(Saved entries)
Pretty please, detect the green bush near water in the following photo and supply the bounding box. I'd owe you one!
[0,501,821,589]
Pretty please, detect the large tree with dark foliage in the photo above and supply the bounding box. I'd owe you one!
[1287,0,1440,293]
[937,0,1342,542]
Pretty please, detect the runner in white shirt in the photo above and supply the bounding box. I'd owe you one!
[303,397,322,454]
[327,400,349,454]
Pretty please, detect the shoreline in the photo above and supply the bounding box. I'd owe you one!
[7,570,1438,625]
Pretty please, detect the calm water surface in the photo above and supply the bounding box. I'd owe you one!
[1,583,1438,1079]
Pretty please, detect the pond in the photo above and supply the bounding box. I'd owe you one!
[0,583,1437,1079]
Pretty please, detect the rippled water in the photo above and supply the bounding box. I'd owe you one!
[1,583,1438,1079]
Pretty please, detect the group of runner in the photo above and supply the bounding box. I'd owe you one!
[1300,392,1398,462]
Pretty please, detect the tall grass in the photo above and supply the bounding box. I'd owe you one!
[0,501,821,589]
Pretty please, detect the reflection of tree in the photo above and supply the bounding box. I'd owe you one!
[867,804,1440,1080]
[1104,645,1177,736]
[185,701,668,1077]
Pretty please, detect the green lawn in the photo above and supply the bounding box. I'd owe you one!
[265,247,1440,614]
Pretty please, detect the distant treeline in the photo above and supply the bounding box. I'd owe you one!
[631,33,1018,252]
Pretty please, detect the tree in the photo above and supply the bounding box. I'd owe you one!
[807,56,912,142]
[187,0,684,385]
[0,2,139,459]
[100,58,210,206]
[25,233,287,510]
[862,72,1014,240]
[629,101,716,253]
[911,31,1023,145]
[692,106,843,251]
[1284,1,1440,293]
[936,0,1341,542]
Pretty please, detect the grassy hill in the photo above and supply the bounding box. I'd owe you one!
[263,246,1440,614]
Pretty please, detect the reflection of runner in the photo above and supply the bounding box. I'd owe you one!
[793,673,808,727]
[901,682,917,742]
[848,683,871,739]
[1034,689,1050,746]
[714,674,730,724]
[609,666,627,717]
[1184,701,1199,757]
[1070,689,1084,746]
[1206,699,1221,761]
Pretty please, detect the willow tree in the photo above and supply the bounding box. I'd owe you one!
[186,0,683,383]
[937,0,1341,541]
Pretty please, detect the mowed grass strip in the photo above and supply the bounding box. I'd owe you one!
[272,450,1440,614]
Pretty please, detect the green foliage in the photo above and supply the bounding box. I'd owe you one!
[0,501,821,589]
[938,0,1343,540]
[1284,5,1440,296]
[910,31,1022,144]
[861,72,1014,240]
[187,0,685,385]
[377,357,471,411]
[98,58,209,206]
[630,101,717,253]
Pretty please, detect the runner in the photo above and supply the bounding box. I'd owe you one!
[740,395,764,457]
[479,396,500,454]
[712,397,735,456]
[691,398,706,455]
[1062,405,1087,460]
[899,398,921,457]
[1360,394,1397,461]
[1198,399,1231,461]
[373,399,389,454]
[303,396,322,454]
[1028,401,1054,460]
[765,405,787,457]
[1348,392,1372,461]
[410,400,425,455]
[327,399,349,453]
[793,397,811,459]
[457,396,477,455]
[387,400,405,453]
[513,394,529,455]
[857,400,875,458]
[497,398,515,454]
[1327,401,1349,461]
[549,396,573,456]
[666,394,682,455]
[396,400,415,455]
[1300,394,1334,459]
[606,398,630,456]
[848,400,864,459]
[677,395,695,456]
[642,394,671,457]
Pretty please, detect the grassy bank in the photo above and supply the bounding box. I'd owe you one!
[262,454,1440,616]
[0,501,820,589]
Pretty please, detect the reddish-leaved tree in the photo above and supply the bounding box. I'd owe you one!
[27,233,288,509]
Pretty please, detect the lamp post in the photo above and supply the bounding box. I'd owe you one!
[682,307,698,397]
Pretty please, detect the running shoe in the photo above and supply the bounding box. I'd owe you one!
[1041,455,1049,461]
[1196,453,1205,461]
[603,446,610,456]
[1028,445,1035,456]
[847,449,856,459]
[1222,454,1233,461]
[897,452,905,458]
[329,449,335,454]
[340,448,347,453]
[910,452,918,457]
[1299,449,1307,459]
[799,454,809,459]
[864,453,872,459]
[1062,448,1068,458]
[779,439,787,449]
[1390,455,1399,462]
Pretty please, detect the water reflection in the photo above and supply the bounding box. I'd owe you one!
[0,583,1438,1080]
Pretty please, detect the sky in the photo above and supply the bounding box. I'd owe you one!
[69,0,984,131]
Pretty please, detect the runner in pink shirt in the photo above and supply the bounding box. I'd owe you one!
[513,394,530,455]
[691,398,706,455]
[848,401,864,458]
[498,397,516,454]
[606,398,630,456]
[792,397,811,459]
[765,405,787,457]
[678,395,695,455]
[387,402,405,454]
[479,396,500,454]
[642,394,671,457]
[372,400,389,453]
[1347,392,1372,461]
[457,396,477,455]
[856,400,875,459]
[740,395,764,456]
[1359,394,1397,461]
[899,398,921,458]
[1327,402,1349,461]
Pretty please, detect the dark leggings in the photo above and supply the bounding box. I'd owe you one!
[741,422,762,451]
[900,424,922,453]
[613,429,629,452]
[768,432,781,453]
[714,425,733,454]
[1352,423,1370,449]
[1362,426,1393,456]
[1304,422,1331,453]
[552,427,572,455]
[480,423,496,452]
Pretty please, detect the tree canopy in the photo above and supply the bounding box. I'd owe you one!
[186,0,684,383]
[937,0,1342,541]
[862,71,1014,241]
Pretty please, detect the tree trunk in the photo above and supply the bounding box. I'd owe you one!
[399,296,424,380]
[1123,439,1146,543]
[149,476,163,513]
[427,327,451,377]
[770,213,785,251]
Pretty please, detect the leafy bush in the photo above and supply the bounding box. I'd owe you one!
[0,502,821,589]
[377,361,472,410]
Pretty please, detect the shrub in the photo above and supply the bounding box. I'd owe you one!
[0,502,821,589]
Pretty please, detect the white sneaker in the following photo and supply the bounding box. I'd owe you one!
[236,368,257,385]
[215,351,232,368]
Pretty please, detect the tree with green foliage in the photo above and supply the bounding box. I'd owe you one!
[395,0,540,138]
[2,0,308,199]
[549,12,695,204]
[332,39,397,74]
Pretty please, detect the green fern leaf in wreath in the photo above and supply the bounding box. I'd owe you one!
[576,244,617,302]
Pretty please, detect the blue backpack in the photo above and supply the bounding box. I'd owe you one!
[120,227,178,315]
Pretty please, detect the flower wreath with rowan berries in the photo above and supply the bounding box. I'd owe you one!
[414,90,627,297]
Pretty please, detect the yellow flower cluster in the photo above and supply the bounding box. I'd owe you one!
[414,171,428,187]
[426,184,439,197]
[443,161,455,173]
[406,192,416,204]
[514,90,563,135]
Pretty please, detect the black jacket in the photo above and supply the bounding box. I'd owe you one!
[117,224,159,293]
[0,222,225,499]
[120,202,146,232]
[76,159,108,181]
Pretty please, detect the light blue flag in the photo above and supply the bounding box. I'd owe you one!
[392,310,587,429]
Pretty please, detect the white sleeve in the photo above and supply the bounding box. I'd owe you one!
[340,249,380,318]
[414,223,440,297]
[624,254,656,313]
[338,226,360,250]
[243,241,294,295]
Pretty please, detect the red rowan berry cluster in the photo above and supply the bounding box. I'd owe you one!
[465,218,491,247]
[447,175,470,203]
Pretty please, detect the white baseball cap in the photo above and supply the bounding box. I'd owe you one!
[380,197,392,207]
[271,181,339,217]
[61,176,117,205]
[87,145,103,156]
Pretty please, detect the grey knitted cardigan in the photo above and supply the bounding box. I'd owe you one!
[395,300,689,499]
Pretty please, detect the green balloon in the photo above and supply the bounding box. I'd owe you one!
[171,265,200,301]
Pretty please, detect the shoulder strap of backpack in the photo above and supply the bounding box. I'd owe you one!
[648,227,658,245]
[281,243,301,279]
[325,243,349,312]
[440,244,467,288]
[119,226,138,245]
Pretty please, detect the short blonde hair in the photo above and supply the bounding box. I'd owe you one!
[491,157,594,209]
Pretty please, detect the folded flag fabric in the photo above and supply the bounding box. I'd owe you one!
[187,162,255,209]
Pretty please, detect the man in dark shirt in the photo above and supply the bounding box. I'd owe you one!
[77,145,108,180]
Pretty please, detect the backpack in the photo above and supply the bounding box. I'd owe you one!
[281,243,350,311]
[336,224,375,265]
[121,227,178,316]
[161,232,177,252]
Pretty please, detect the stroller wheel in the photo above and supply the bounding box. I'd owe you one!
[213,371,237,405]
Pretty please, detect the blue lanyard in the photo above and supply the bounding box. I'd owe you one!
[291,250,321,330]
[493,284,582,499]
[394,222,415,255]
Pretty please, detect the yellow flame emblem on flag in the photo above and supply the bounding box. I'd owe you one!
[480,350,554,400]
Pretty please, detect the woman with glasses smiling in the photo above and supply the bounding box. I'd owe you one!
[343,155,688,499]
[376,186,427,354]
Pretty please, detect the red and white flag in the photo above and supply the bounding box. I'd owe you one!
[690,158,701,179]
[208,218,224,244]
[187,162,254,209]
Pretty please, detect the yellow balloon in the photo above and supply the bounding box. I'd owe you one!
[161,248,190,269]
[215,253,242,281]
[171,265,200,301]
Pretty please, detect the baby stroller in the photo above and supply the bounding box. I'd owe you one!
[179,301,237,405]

Activity: Return every line from the one holding "Pretty please, detect the blue lanyard" through the end of the data, exactly as it appears, with both ends kept and nothing else.

Answer section:
Pretty please, detect the blue lanyard in the photo above and supply the bounding box. I'd owe you one!
[291,250,321,330]
[493,284,582,499]
[394,222,415,255]
Pretty please, detect the yellow flame emblem on flag in the photo above and supply the bounding box. I'd owe you one!
[480,350,554,400]
Pretty please, detect the woman with glasses smiling in the photo above and supply the bounding box. I'd owe you one!
[343,155,688,499]
[376,186,427,354]
Pretty please, detect the red and white flag in the photo above and supply the bounding box. I'd owe you one!
[690,158,701,179]
[208,218,224,244]
[187,162,254,209]
Pretty please, detect the yellow balloon in the photo above and supply the bounding box. I'd owe you one!
[161,248,190,269]
[215,253,242,281]
[171,265,200,301]
Pretty please, detect the baby stroller in the photo above and supply the bounding box. I'd owe you one!
[179,301,237,405]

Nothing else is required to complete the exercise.